::: Extrait du document :::

Communication de crise

À la suite du scandale de la salmonelle, qui a conduit au retrait de la vente de nombreux produits Kinder avant Pâques, Fausto Rotelli, directeur des relations extérieures de Ferrero en France et Marion Darrieutort, fondatrice du cabinet d’influence The Arcane, ont choisi Stratégies pour revenir sur ces événements. 

Pouvez-vous nous relater la chronologie des événements ? 

Fausto Rotelli. Nous avons vécu un véritable tsunami. C’est le premier cas de rappel en 70 ans d’histoire du groupe. Nous avons une enquête en cours en Belgique et je m’exprime pour la France. Cela a commencé le 30 mars en France avec la réception des premières questions de la DDPP [Direction départementale de la protection des populations]. Le samedi 2 avril, nous contactions la DGCCRF [Direction générale de la concurrence, de la consommation et de la répression des fraudes] et le lundi 4 avril, nous lancions le rappel en France. Pour une marque comme Ferrero, consommée par des enfants avec des produits comme Kinder, il s’agissait de réagir à la vitesse de l’éclair. Ce que nous avons fait.

Le premier jour a été très compliqué puisque nous avons reçu 28 000 appels par heure. En temps normal, le numéro vert mis en place pour les consommateurs n’est prévu pour recevoir que 30 appels en même temps... La ligne était saturée, il nous a fallu 8 heures pour la paramétrer. En interne, un élan de volontariat s’est opéré pour aider les 91 personnes, dont j’ai fait partie, dédiées au call center. Depuis, nous avons fait appel à un prestataire externe pour arriver à 500 opérateurs, en plus de la mise en place d’un bot permettant la gestion de 40 000 appels par heure. 

Côté mails, c’est environ 170 000 mails reçus. Une cellule médicale externe a également été mise en place.

Qu'avez-vous mis en œuvre par la suite ?

:::

- **Consigne**
Recopiez mot pour mot le passage de l'extrait sur la crise Kinder allant de « Pouvez-vous nous relater » à « nous avons fait. ». Le matériel qui suit est indépendant de l'extrait.

::: Données fournies :::

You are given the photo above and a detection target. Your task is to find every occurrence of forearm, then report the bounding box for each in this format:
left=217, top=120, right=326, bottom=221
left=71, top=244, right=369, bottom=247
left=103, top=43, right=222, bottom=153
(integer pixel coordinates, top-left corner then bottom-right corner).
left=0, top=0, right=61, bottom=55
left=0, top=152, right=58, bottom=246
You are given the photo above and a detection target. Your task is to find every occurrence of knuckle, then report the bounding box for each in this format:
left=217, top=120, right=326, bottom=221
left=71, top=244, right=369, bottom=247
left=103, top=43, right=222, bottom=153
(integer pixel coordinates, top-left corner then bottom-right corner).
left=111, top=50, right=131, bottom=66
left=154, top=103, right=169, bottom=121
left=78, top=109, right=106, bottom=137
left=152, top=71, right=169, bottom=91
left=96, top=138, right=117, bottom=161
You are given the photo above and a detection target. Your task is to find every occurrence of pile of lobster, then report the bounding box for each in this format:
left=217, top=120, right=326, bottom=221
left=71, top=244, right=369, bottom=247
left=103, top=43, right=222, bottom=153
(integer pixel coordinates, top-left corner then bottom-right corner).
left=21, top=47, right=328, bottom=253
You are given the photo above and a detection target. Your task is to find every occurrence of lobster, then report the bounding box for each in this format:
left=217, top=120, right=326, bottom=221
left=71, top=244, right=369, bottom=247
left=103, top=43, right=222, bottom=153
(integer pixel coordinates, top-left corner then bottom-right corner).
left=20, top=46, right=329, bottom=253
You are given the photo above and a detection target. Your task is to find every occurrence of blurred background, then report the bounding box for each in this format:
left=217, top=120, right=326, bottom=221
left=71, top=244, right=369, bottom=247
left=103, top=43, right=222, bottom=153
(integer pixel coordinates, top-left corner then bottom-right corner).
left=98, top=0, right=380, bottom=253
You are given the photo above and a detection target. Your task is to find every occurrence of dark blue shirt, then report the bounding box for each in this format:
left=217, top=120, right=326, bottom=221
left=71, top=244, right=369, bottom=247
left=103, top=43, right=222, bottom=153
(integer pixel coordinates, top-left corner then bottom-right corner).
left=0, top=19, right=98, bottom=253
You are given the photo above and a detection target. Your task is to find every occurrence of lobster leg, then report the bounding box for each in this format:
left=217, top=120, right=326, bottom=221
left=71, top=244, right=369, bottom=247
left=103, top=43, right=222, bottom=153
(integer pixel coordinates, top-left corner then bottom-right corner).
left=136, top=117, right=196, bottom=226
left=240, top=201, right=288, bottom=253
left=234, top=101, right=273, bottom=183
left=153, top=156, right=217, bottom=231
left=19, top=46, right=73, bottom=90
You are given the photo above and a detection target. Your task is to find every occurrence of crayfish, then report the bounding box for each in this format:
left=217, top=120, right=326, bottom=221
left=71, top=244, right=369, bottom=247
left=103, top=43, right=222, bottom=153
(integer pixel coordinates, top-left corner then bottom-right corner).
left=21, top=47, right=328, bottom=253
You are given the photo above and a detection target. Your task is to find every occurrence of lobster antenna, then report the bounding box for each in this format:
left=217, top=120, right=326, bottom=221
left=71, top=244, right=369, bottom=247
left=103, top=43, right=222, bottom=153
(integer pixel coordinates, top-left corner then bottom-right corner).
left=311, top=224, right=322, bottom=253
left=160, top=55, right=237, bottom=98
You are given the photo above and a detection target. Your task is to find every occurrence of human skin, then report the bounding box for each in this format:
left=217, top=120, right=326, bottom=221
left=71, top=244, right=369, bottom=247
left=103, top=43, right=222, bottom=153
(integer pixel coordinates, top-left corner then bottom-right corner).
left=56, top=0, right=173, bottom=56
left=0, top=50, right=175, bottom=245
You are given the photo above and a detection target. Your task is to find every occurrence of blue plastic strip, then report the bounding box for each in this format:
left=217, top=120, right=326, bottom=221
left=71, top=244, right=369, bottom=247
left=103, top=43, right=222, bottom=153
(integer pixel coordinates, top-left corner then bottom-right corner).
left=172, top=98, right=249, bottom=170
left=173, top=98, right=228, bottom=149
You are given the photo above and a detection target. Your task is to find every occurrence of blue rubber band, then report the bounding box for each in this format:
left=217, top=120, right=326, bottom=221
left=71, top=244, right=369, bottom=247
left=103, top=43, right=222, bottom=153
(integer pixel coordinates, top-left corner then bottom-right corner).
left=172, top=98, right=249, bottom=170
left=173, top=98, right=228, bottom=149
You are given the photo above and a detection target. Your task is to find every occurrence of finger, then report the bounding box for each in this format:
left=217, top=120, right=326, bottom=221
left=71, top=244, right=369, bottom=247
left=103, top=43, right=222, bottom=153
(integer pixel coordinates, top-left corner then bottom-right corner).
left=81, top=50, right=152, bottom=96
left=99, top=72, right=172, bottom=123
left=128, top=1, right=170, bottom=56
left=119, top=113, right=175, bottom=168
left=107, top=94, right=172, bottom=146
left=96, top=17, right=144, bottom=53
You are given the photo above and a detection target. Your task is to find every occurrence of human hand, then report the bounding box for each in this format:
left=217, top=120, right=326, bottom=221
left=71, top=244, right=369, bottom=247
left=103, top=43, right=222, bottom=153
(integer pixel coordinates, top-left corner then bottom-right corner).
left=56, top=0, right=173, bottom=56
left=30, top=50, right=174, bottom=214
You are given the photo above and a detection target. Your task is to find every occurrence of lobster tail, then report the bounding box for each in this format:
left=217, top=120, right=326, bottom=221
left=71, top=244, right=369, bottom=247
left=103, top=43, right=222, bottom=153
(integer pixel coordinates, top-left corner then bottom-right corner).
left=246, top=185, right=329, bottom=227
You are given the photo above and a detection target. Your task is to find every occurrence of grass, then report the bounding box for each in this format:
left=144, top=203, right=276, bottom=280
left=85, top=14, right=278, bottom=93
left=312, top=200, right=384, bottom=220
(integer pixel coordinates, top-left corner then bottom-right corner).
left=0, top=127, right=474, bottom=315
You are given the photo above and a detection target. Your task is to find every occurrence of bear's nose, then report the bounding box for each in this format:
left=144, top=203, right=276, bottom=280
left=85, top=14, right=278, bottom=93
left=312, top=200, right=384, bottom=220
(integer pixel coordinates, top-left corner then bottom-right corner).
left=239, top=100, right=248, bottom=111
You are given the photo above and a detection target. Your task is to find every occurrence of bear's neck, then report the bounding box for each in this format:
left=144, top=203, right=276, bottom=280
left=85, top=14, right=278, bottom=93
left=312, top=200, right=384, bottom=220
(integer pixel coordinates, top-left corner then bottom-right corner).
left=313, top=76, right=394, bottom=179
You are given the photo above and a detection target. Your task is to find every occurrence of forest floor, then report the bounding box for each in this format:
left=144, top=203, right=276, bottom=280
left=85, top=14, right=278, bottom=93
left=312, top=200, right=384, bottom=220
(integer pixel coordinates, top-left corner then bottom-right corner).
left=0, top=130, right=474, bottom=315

:::

- **Résultat obtenu**
Pouvez-vous nous relater la chronologie des événements ? 

Fausto Rotelli. Nous avons vécu un véritable tsunami. C’est le premier cas de rappel en 70 ans d’histoire du groupe. Nous avons une enquête en cours en Belgique et je m’exprime pour la France. Cela a commencé le 30 mars en France avec la réception des premières questions de la DDPP [Direction départementale de la protection des populations]. Le samedi 2 avril, nous contactions la DGCCRF [Direction générale de la concurrence, de la consommation et de la répression des fraudes] et le lundi 4 avril, nous lancions le rappel en France. Pour une marque comme Ferrero, consommée par des enfants avec des produits comme Kinder, il s’agissait de réagir à la vitesse de l’éclair. Ce que nous avons fait.